Region pointing data
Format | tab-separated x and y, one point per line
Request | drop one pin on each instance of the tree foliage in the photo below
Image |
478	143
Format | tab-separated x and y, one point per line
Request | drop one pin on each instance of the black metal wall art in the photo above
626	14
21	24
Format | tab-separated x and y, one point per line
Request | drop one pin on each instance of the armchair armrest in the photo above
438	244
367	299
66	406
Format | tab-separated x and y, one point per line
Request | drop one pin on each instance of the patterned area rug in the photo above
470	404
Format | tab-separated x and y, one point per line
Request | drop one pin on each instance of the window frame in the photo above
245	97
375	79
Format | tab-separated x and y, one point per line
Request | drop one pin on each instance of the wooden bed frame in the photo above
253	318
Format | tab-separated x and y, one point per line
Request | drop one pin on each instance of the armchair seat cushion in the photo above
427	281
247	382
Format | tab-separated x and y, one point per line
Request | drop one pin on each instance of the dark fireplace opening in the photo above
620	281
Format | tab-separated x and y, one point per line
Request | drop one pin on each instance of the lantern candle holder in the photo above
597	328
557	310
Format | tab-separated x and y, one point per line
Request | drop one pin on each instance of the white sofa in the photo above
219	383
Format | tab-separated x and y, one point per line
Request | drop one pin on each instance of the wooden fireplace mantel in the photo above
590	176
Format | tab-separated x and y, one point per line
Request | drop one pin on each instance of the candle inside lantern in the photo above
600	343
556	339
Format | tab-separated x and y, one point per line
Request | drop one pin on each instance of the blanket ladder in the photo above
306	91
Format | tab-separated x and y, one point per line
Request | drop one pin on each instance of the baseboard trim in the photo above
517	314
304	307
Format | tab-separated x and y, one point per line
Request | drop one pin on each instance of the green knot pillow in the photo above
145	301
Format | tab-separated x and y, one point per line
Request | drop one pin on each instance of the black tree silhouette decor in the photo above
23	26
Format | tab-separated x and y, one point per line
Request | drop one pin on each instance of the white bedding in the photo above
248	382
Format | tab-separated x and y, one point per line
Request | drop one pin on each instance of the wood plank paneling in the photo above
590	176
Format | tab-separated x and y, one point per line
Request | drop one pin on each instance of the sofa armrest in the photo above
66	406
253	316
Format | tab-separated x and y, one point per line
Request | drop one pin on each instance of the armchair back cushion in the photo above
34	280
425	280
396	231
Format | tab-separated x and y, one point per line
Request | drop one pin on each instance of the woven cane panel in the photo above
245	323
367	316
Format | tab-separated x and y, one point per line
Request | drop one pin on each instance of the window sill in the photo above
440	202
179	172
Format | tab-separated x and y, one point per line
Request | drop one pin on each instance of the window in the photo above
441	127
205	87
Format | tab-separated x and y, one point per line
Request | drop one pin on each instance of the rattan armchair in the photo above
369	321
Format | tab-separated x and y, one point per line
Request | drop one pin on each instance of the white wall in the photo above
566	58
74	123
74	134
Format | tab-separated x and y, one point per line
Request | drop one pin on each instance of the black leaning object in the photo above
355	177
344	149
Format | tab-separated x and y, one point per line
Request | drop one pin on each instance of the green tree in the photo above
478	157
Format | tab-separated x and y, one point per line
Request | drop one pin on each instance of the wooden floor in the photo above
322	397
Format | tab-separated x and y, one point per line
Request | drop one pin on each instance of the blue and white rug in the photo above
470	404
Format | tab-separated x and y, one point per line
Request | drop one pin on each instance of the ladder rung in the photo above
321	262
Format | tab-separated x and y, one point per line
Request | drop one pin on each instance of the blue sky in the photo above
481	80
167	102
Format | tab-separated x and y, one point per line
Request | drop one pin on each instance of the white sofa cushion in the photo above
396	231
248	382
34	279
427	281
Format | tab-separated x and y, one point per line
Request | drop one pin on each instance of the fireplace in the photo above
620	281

◆ EXERCISE OBJECTIVE:
Please give all the lines above again, exactly as they read.

◆ ANSWER:
Format | tab-separated x and y, one point per line
Request | drop one pin on each instance of the tree foliage in the photo below
Image |
478	143
Format | tab-separated x and y, one point per line
Request | drop one pin on each instance of the black metal wall art in the photo above
626	14
21	24
Format | tab-separated x and y, one point per line
Request | drop one pin on each instance of the armchair armrest in the photo above
438	244
367	299
66	406
Format | tab-separated x and y, one point per line
Request | drop one pin on each instance of the patterned area rug in the photo above
470	404
Format | tab-separated x and y, one point per line
Request | drop one pin on each instance of the window frame in the photo above
245	97
375	79
Format | tab-separated x and y, one point per line
Request | drop one pin on each instance of the wooden bed frame in the photo above
253	318
Format | tab-separated x and y, one point per line
Request | drop one pin on each instance of the armchair seat cushion in the photo above
427	281
247	382
Format | tab-separated x and y, one point per line
Request | drop one pin on each instance of the dark fireplace opening in the photo above
620	281
Format | tab-separated x and y, one point per line
Request | drop one pin on each instance of the lantern candle holder in the photo above
597	328
557	310
Format | tab-separated x and y, one point per line
Request | drop one pin on each instance of the white sofa in the photo above
219	383
Format | tab-separated x and y, one point per line
Request | drop one pin on each instance of the wooden fireplace mantel in the photo above
590	176
Format | tab-separated x and y, one point per line
Request | drop one pin on each instance of the candle inside lantern in the photo above
600	343
556	339
Format | tab-separated x and y, one point per line
Request | drop one pin on each instance of the blanket ladder in the photo above
306	91
Format | tab-separated x and y, one point per line
Request | drop one pin on each instance of the baseboard trim in the photo above
517	314
304	307
Format | tab-separated x and y, one point per line
Request | drop one pin on each instance of the green knot pillow in the photo above
145	301
Format | tab-separated x and y, one point per line
Request | drop one pin on each instance of the black tree silhouette decor in the photo above
23	26
Format | tab-separated x and y, one point per line
Request | drop one pin on each instance of the white bedding in the photo above
248	382
Format | tab-separated x and y, one point per line
Request | drop one pin on each instance of the wood plank paneling in the photo above
590	176
Format | tab-separated x and y, one point per line
Request | drop one pin on each instance of the sofa armrest in the photo above
66	406
253	316
Format | tab-separated x and y, one point per line
Request | drop one pin on each instance of the armchair back cushion in the photo above
34	280
425	280
396	231
Format | tab-separated x and y, one point per line
Request | drop one pin on each instance of the woven cane panel in the photo above
245	323
367	316
Format | tab-separated x and y, one point per line
Request | drop one pin on each instance of the window sill in the photo above
440	202
179	172
Format | tab-separated x and y, one point per line
Request | drop one pin on each instance of the window in the photo above
441	127
205	87
Format | tab-separated x and y, one point per line
Request | drop one pin on each instance of the rattan armchair in the photo above
369	321
Format | tab-separated x and y, one point per line
Request | drop one pin on each instance of the white wall in the photo above
566	58
74	123
74	134
Format | tab-separated x and y, one point per line
Request | drop one pin on each instance of the black leaning object in the photo above
355	177
344	149
Format | tab-separated x and y, one point per line
Request | drop one pin on each instance of the green tree in the photo above
478	157
Format | tab-separated x and y, one point per line
Request | drop one pin on each instance of the wooden floor in the photo above
322	397
Format | tab-separated x and y, one point per line
Request | drop one pin on each instance of the blue and white rug in the photo above
470	404
Format | tab-separated x and y, one point per line
Request | drop one pin on each instance of the ladder rung in the photo above
321	262
Format | tab-separated x and y, one point per line
Request | drop one pin on each instance of the blue sky in the photo above
481	80
167	102
Format | tab-separated x and y, one point per line
Request | drop one pin on each instance of the white sofa cushion in the photo above
396	231
248	382
34	279
427	281
Format | tab-separated x and y, one point per line
Request | drop one pin on each instance of the fireplace in the photo above
620	281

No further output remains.